BRIEF
In the forum thread below, which peanut butter did robrpb use for the semi-keto pies?

Thanks! I am pretty new to the video stuff. I’ll definitely quit doing that. I’ll have to see if I can change the few I have.


----------



## jcam222 (Oct 31, 2022)

robrpb said:


> Looks good Jeff.
> 
> I have made gluten free peanut butter pies and a couple semi-keto (used Jif creamy peanut butter). I didn't care much for the flavor of the crust. Before Oreo started selling their Oreo pie crusts I would crush the Oreos in a blender for the crust. Thinking about that I thought that if the cookies for the crust were baked it would taste much better. That is what I found lacking in an unbaked crust. I searched and tried several different recipes I found online before coming across one that I liked. Below is the recipe I found and use for anyone that cares to make the cookies for the crust.
> 
> ...


These sound good! I might try using them to make a keto version of Dirt pudding.


----------



## bauchjw (Oct 31, 2022)

Oh man! That is insane! You need your own Keto cook book, I’d crush a whole pan of that and I’m already OD’d on Halloween candy! Awesome post Jeff!


----------



## Dave in AZ (Oct 31, 2022)

bauchjw said:


> Oh man! That is insane! You need your own Keto cook book, I’d crush a whole pan of that and I’m already OD’d on Halloween candy! Awesome post Jeff!


Totally!  Now I'm messing around teying to figure out how to follow Jeff so I see all his posts!  This might be the key to fitting back into my whole old wardrobe! ;)


----------



## robrpb (Nov 1, 2022)

jcam222 said:


> These sound good! I might try using them to make a keto version of Dirt pudding.



Let me know how you like them in your Dirt pudding.

Rob


----------

Point annotation records
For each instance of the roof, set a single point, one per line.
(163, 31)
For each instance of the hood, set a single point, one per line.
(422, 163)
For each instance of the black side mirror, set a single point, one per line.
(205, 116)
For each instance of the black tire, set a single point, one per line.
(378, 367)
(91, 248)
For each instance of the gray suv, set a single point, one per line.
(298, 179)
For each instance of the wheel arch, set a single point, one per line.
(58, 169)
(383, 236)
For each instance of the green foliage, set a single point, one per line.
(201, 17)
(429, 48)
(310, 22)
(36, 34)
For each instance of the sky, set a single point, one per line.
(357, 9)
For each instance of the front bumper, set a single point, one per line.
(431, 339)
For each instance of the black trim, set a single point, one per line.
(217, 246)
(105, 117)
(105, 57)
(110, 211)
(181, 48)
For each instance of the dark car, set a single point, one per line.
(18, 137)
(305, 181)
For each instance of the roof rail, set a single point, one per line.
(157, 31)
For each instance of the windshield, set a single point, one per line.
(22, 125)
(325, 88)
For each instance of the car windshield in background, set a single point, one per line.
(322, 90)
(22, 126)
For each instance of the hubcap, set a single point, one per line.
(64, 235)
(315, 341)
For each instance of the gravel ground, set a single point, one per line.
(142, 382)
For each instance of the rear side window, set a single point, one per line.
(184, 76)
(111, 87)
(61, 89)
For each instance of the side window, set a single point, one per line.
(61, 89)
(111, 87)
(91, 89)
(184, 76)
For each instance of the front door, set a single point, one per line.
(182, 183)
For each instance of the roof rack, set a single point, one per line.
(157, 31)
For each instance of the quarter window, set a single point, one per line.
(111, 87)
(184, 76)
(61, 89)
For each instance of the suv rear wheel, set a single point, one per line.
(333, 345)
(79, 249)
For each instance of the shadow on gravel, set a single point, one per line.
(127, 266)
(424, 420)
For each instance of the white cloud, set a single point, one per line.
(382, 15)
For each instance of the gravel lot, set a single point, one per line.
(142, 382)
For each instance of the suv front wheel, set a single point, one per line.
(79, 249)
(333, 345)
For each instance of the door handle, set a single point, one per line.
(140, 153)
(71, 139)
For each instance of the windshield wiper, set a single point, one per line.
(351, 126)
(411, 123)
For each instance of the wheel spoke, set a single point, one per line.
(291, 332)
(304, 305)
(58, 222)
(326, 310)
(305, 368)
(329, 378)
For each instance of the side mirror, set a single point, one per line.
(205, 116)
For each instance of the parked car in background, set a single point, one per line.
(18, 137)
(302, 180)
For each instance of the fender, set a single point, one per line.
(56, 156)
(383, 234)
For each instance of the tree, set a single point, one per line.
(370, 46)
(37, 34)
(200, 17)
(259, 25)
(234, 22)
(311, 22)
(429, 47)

CORRECT RESULT
Jif creamy peanut butter